**TASK BRIEF:** The records below are to be quoted in full; please keep every word exact.

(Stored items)
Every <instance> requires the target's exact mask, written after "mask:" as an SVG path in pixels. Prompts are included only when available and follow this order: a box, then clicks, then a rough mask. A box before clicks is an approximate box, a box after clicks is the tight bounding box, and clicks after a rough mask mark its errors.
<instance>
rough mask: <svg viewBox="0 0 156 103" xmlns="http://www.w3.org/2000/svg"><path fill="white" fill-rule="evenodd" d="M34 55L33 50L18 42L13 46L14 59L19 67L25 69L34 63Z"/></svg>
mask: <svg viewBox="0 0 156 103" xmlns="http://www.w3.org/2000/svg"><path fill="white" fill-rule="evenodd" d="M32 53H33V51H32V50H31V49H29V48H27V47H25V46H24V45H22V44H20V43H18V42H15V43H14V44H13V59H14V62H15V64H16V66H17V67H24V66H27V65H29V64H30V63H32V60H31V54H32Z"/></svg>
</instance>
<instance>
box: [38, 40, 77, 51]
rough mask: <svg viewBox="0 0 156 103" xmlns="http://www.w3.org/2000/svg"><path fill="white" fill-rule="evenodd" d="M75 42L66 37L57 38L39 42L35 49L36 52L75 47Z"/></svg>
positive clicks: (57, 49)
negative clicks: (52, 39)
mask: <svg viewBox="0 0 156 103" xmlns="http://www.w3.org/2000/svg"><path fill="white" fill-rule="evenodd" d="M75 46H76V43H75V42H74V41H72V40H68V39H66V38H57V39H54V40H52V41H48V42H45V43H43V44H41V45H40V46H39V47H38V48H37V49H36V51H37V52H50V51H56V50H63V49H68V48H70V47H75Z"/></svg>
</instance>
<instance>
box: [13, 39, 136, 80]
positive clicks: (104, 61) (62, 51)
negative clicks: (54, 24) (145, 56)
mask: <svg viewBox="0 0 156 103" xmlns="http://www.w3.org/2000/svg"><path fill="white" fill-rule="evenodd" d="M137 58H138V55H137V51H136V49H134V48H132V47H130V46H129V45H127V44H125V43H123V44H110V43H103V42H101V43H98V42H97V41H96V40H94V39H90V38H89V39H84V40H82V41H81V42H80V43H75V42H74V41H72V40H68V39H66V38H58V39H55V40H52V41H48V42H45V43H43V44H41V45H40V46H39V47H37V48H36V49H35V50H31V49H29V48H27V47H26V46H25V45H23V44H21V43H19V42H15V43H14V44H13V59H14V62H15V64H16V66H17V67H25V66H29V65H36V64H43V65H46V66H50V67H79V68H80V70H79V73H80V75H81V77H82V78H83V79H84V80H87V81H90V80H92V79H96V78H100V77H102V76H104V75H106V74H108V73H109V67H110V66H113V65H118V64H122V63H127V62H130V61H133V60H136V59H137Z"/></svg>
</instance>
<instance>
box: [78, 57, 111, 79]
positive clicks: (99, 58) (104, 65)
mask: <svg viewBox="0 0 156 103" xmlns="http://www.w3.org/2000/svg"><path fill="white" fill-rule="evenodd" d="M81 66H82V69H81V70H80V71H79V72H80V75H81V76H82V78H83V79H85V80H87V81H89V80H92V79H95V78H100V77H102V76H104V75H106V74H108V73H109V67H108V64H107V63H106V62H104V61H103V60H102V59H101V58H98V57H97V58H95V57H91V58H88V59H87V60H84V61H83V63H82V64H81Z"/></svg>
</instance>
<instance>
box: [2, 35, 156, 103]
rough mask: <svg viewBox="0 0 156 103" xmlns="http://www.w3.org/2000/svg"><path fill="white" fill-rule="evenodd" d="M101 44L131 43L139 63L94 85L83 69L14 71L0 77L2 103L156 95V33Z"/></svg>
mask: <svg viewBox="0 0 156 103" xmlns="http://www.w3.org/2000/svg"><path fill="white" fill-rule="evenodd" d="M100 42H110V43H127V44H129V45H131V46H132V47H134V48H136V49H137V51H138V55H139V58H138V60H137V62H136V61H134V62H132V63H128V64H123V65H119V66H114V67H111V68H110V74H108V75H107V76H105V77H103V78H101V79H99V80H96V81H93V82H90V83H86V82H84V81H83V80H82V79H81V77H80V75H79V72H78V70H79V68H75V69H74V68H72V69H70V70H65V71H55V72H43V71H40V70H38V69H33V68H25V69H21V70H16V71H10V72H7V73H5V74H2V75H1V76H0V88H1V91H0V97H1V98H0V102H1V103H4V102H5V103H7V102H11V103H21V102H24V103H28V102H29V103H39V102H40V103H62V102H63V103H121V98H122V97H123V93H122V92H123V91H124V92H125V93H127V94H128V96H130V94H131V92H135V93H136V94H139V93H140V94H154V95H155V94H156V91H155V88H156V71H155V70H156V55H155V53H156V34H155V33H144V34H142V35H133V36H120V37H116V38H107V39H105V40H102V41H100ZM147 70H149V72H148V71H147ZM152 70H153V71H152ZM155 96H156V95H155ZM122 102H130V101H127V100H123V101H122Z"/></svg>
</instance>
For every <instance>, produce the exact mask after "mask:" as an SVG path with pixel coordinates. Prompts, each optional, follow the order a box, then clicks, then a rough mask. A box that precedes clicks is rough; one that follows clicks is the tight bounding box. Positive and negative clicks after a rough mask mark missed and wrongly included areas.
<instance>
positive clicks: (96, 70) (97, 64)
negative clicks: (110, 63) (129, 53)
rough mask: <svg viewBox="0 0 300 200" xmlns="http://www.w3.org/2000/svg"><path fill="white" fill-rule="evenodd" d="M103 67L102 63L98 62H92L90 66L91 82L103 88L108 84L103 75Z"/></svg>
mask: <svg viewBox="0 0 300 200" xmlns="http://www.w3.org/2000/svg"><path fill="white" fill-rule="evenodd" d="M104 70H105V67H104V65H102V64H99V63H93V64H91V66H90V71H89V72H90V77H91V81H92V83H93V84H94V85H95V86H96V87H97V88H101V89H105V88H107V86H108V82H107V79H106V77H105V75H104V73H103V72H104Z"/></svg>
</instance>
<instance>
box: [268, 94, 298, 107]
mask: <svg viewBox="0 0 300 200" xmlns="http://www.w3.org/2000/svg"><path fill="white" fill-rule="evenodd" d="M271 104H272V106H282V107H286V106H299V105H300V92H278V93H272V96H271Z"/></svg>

**RESULT:**
Every <instance> requires the target's exact mask, written after "mask:" as an SVG path in pixels. Prompts are included only when available and follow this order: a box, then clicks, then a rough mask. A box before clicks is an approximate box, a box after clicks is the tight bounding box, and clicks after a rough mask mark its errors.
<instance>
rough mask: <svg viewBox="0 0 156 103" xmlns="http://www.w3.org/2000/svg"><path fill="white" fill-rule="evenodd" d="M34 55L33 50L18 42L13 46L14 59L19 67L25 69L34 63Z"/></svg>
mask: <svg viewBox="0 0 156 103" xmlns="http://www.w3.org/2000/svg"><path fill="white" fill-rule="evenodd" d="M32 53H33V51H32V50H31V49H29V48H27V47H25V46H24V45H22V44H20V43H18V42H15V43H14V44H13V59H14V62H15V64H16V66H17V67H24V66H27V65H29V64H30V63H32V60H31V54H32Z"/></svg>
</instance>
<instance>
box: [38, 40, 77, 51]
rough mask: <svg viewBox="0 0 156 103" xmlns="http://www.w3.org/2000/svg"><path fill="white" fill-rule="evenodd" d="M75 42L66 37L57 38L39 42L35 49L36 52L75 47Z"/></svg>
positive clicks: (57, 49)
negative clicks: (52, 39)
mask: <svg viewBox="0 0 156 103" xmlns="http://www.w3.org/2000/svg"><path fill="white" fill-rule="evenodd" d="M75 46H76V43H75V42H74V41H72V40H68V39H66V38H57V39H54V40H52V41H48V42H45V43H43V44H41V45H40V46H39V47H38V48H37V49H36V51H37V52H50V51H56V50H63V49H68V48H70V47H75Z"/></svg>
</instance>
<instance>
box: [13, 39, 136, 80]
positive clicks: (104, 61) (62, 51)
negative clicks: (54, 24) (145, 56)
mask: <svg viewBox="0 0 156 103" xmlns="http://www.w3.org/2000/svg"><path fill="white" fill-rule="evenodd" d="M137 58H138V55H137V51H136V49H134V48H132V47H130V46H129V45H127V44H125V43H123V44H110V43H103V42H101V43H98V42H97V41H96V40H94V39H90V38H89V39H84V40H82V41H81V42H80V43H75V42H74V41H72V40H68V39H66V38H58V39H55V40H52V41H48V42H45V43H43V44H41V45H40V46H39V47H37V48H36V49H35V50H31V49H29V48H27V47H26V46H25V45H23V44H21V43H19V42H15V43H14V44H13V59H14V62H15V64H16V66H17V67H25V66H29V65H36V64H43V65H46V66H50V67H79V68H80V70H79V73H80V75H81V77H82V78H83V79H84V80H87V81H90V80H92V79H96V78H100V77H102V76H104V75H106V74H108V73H109V67H110V66H113V65H118V64H122V63H127V62H130V61H133V60H136V59H137Z"/></svg>
</instance>
<instance>
box: [78, 57, 111, 79]
positive clicks: (99, 58) (104, 65)
mask: <svg viewBox="0 0 156 103" xmlns="http://www.w3.org/2000/svg"><path fill="white" fill-rule="evenodd" d="M81 66H82V69H81V70H80V71H79V72H80V75H81V76H82V78H83V79H85V80H87V81H89V80H92V79H95V78H100V77H102V76H104V75H106V74H108V73H109V67H108V64H107V63H106V62H104V61H103V60H102V59H101V58H98V57H97V58H95V57H91V58H88V59H87V60H84V61H83V63H82V64H81Z"/></svg>
</instance>
<instance>
box: [2, 35, 156, 103]
rough mask: <svg viewBox="0 0 156 103" xmlns="http://www.w3.org/2000/svg"><path fill="white" fill-rule="evenodd" d="M101 44L131 43L139 63L94 85L83 69L14 71L0 77L2 103L156 95V33Z"/></svg>
mask: <svg viewBox="0 0 156 103" xmlns="http://www.w3.org/2000/svg"><path fill="white" fill-rule="evenodd" d="M100 42H110V43H127V44H129V45H131V46H132V47H134V48H136V49H137V51H138V55H139V58H138V60H137V62H136V61H134V62H132V63H128V64H123V65H119V66H114V67H111V68H110V74H108V75H107V76H105V77H103V78H101V79H99V80H96V81H93V82H90V83H86V82H84V81H83V80H82V79H81V77H80V75H79V72H78V70H79V68H75V69H74V68H72V69H70V70H65V71H55V72H43V71H40V70H38V69H33V68H25V69H21V70H16V71H10V72H7V73H5V74H2V75H1V76H0V88H1V91H0V97H1V98H0V102H1V103H4V102H5V103H7V102H11V103H21V102H24V103H28V102H29V103H39V102H40V103H62V102H63V103H121V98H122V97H123V93H122V92H123V91H124V92H125V93H127V94H128V96H130V94H131V92H135V93H136V94H139V93H140V94H154V95H155V94H156V91H155V88H156V71H155V70H156V55H155V53H156V34H155V33H144V34H142V35H133V36H120V37H116V38H107V39H105V40H102V41H100ZM147 70H149V72H148V71H147ZM152 70H153V71H152ZM155 96H156V95H155ZM122 102H130V101H127V100H123V101H122Z"/></svg>
</instance>
For every <instance>, produce the exact mask after "mask:" as an SVG path with pixel coordinates. Prompts, each optional, follow the order a box, then clicks, then a rough mask. A box that precedes clicks is rough; one that follows clicks is the tight bounding box. Positive and negative clicks after a rough mask mark missed and wrongly included areas.
<instance>
positive clicks: (96, 70) (97, 64)
negative clicks: (110, 63) (129, 53)
rough mask: <svg viewBox="0 0 300 200" xmlns="http://www.w3.org/2000/svg"><path fill="white" fill-rule="evenodd" d="M103 67L102 63L98 62H92L90 66L91 82L103 88L108 84L103 75Z"/></svg>
mask: <svg viewBox="0 0 300 200" xmlns="http://www.w3.org/2000/svg"><path fill="white" fill-rule="evenodd" d="M104 70H105V67H104V65H102V64H99V63H93V64H91V66H90V71H89V72H90V77H91V81H92V83H93V84H94V85H95V86H96V87H97V88H101V89H105V88H107V86H108V82H107V79H106V77H105V75H104V73H103V72H104Z"/></svg>
</instance>
<instance>
box: [268, 94, 298, 107]
mask: <svg viewBox="0 0 300 200" xmlns="http://www.w3.org/2000/svg"><path fill="white" fill-rule="evenodd" d="M271 104H272V106H282V107H286V106H299V105H300V92H278V93H272V96H271Z"/></svg>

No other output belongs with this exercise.